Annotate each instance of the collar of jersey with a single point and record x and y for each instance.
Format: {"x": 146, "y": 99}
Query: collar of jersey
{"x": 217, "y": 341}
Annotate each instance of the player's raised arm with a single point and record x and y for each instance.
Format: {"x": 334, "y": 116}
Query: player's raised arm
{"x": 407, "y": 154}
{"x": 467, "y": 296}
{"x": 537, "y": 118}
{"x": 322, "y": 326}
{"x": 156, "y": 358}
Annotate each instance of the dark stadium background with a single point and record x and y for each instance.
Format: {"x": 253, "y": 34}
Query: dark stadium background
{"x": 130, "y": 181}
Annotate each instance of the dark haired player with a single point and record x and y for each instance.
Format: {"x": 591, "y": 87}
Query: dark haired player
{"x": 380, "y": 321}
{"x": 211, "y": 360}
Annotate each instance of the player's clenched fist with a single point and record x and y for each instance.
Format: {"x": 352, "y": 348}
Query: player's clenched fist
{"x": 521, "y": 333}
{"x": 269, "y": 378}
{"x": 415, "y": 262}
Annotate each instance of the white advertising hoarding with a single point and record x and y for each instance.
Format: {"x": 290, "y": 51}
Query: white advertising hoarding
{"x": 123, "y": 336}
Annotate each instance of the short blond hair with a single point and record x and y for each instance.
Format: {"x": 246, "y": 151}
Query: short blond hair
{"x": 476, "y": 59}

::::

• **TASK GOAL**: Return all of the rows above unchanged, every line in its original order and wording.

• **EXERCISE SOLUTION**:
Annotate each instance of the collar of jersey with a single point and record x and y for each instance.
Format: {"x": 146, "y": 99}
Query: collar of jersey
{"x": 217, "y": 341}
Annotate each instance of the player's raised arm with a single point and record x and y for each instance.
Format: {"x": 334, "y": 116}
Query: player's raised arm
{"x": 407, "y": 154}
{"x": 467, "y": 296}
{"x": 537, "y": 118}
{"x": 322, "y": 326}
{"x": 156, "y": 358}
Annotate each instance of the dark stadium background with a single point and record x and y for each instance.
Format: {"x": 253, "y": 34}
Query: dark stadium background
{"x": 130, "y": 181}
Annotate each instance of the dark haired player with a single point and record x and y for each instance.
Format: {"x": 591, "y": 87}
Query: dark haired player
{"x": 380, "y": 321}
{"x": 211, "y": 360}
Annotate each instance of the player's clenched fist with a single point and record x and y for each instance.
Format: {"x": 352, "y": 348}
Query: player's clenched fist
{"x": 521, "y": 333}
{"x": 269, "y": 378}
{"x": 415, "y": 262}
Annotate each instance of the white advertising hoarding with a single point and record x and y for each instance.
Format: {"x": 290, "y": 51}
Query: white advertising hoarding
{"x": 123, "y": 336}
Annotate each instance of the short blond hair with a single point and record x and y for each instance.
Format: {"x": 246, "y": 151}
Query: short blond hair
{"x": 476, "y": 59}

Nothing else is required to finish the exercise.